> **EXERCISE BRIEF**: Locate every line in the records below that contains the word "exposed", and copy each one.

> **Collected data**:
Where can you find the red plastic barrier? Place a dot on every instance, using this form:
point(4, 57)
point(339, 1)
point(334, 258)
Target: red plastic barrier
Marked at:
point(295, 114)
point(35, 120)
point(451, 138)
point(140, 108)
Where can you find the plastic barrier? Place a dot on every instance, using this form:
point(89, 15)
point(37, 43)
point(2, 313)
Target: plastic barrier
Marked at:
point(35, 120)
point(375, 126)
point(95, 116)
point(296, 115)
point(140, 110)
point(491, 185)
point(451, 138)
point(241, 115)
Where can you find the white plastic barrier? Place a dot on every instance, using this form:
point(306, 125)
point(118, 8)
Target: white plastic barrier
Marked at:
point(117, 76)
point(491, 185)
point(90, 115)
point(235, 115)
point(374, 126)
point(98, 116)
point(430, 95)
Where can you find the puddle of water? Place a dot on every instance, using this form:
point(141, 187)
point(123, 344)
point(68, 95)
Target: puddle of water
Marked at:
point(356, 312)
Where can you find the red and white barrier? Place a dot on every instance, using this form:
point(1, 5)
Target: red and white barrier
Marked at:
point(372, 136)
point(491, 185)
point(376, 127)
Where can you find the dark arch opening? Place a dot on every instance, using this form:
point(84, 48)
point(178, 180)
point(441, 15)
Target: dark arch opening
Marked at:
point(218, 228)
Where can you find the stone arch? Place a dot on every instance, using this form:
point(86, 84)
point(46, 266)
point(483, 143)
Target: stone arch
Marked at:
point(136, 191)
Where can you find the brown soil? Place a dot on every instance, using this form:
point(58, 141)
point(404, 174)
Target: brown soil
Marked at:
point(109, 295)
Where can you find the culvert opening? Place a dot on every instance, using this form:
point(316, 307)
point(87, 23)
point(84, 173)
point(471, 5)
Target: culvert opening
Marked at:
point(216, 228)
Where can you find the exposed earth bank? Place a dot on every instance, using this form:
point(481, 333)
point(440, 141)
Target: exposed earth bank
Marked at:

> **ANSWER TO THIS PROBLEM**:
Where can you find the exposed earth bank? Place a dot on every instance, using this form:
Target: exposed earth bank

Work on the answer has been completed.